═══ EXCERPT PROVIDED

# ticks in hutch



## c&c babies (Apr 12, 2010)

My bunnies cage has alot of ticks in it i checked my bunnies for ticks, their fine and then i put them in their inside cage untill i figure out how to get all of the tickes out and prevent them from coming in does anyone have any idea of how to keep the ticks out of the cage and off of my bunnies thanks for your help!!


----------



## snap (Apr 12, 2010)

I'm pretty sure that if you use tick repellent/killer/etc around the cage, where animals can not reach at all, that should help.

Also, ask a vet. I think I've heard a bit about using cat tick repellent on rabbits((in smaller doses)), but obviously don't try it by yourself.


----------



## kirbyultra (Apr 13, 2010)

I don't know the answer to tick repellent solutions... but you are sure the ticks didn't get on the bunny? Especially around the face and neck.


----------



## Happi Bun (Apr 13, 2010)

Look to see if the ticks are engorged with blood. If I'm remembering correctly: Ticks will fall off once they have fed enough from their host. Also, the inside of the ears should to be checked along with any other hard to get- but accessible- places.


----------



## kirbyultra (Apr 13, 2010)

They might, they might not... 

Do you see or feelany pea-sized bumps on the buns? Could be a tick attached It is better to try to feel through the fur for bumps.

Happibun - good point looking into the ears... how scary


----------



## c&c babies (Apr 13, 2010)

i got them checked by the vet recently and i told him to check for ticks im going to try the tick treatment thing do you know if its safe to put on bunnies?


----------



## jcottonl02 (Apr 13, 2010)

The vet should have a safe rabbit tick/flea treatment, or should at least know of one to use, and can perhaps order it in. 
I've used mite-treatment on Benji once but I can't for the life of me remember the name, so I'm so sorry. 

Look VERY carefully for ticks. Some are SO easy to miss. They feel like slight bumps, allmosstt little scabs sometimes. Our dogs used to play in this bush in our garden that was just FULLLLL of darn ticks. My dad tore it down, so thankfully we don't have that problem anymore. Ticks live in especially dense, bushy areas, so try and keep the hutches away from areas like that.

══════
═══ MATERIAL SHOWN

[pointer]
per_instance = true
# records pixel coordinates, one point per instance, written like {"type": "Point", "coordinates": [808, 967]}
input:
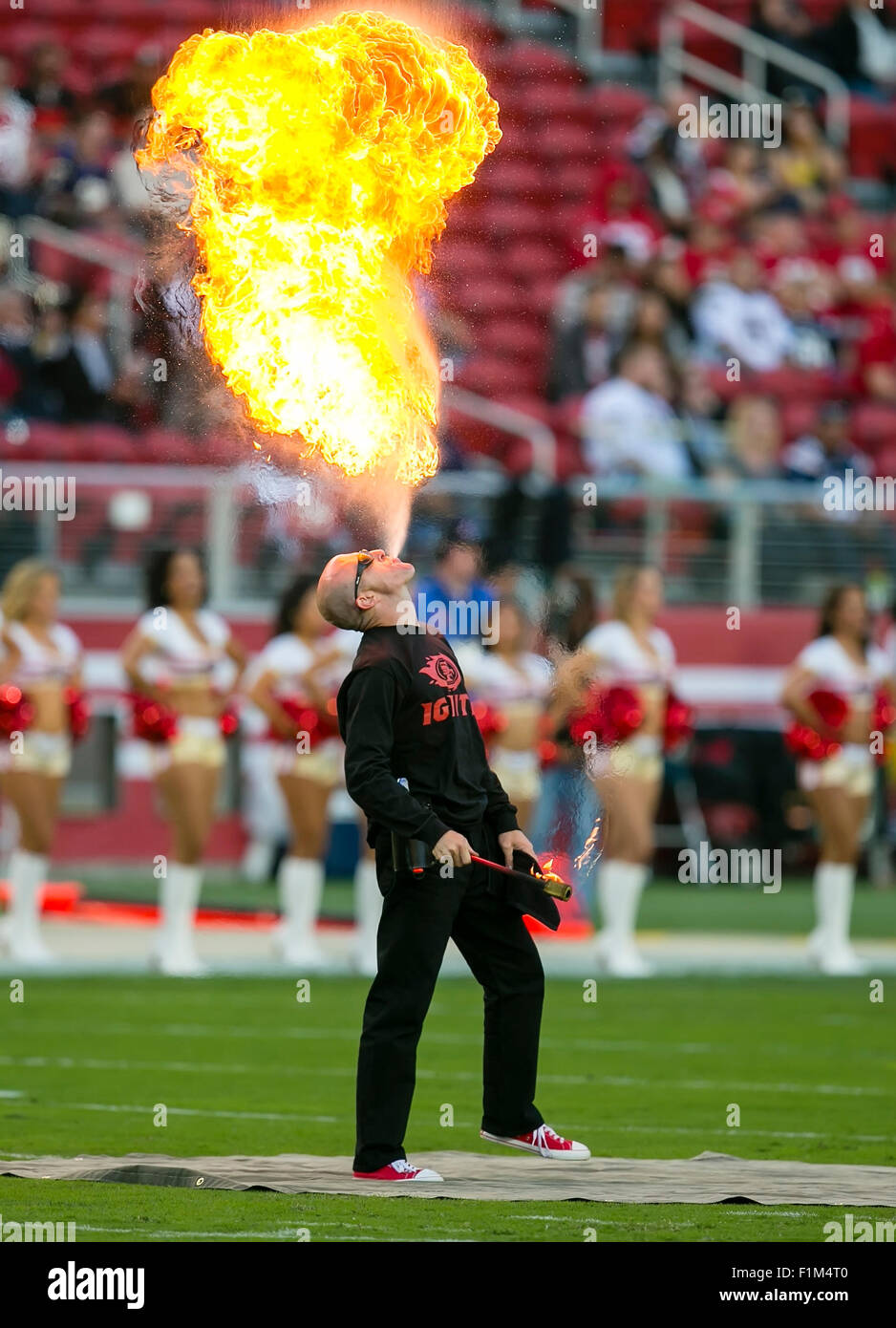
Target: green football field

══════

PROMPT 1:
Translate this sentence from the thread about ticks in a rabbit hutch into Spanish: "Ticks live in especially dense, bushy areas, so try and keep the hutches away from areas like that."
PROMPT 2:
Reproduce the thread about ticks in a rabbit hutch word for word from "Do you see or" to "put on bunnies?".
PROMPT 3:
Write what comes next in the forum thread about ticks in a rabbit hutch, picking up after its final sentence.
The material has no connection to the forum thread about ticks in a rabbit hutch.

TASK RESULT 1:
Las garrapatas viven en zonas especialmente densas y frondosas, así que procura mantener las conejeras alejadas de lugares así.

TASK RESULT 2:
Do you see or feelany pea-sized bumps on the buns? Could be a tick attached It is better to try to feel through the fur for bumps.

Happibun - good point looking into the ears... how scary


----------



## c&c babies (Apr 13, 2010)

i got them checked by the vet recently and i told him to check for ticks im going to try the tick treatment thing do you know if its safe to put on bunnies?

TASK RESULT 3:
Literally I would spend hours and hours picking perhaps THIRTY ticks off each dog, with a special tick-hook. Needless to say, we started Prac-ticking them immediately, and since then they haven't had any. But they are SO easy to miss, especially the small ones. And by god the big ones are just foul and disgusting...some the size of a piece of sweetcorn (shudders).
Check their neck, ears, armpits (if you call rabbit's underarms that LOL!), crook of the hip, feet, and any other little nooks and crannies. 

Disinfect your entire hutch. Clean with good, harsh (but obviously rabbit-safe) stuff, and leave to dry. I would then disinfect again, REALLY getting into those corners, and letting it seep everywhere.

Ticks can carry nasty infections, such as Lime Disease, and other nasty infections (not all ticks carry them though). You don't want them getting on you or your pets- they are so horrible and nasty! But don't be too worried if they do, just remove them safely (don't squeeze them or try and remove them without a tick hook- you could leave the head in there, and they could 'squirt' their nasty bacteria in).

There are two types of most common ticks in britain- I am not entirely sure about the USA, where u are. But the ones here are the Deer tick, which are quite hard, thin, with loooong legs. And the sheep tick, which are big, squishy, round with little legs near their head.

Both are utterly foul and I'm getting all itchy just talking about them lol.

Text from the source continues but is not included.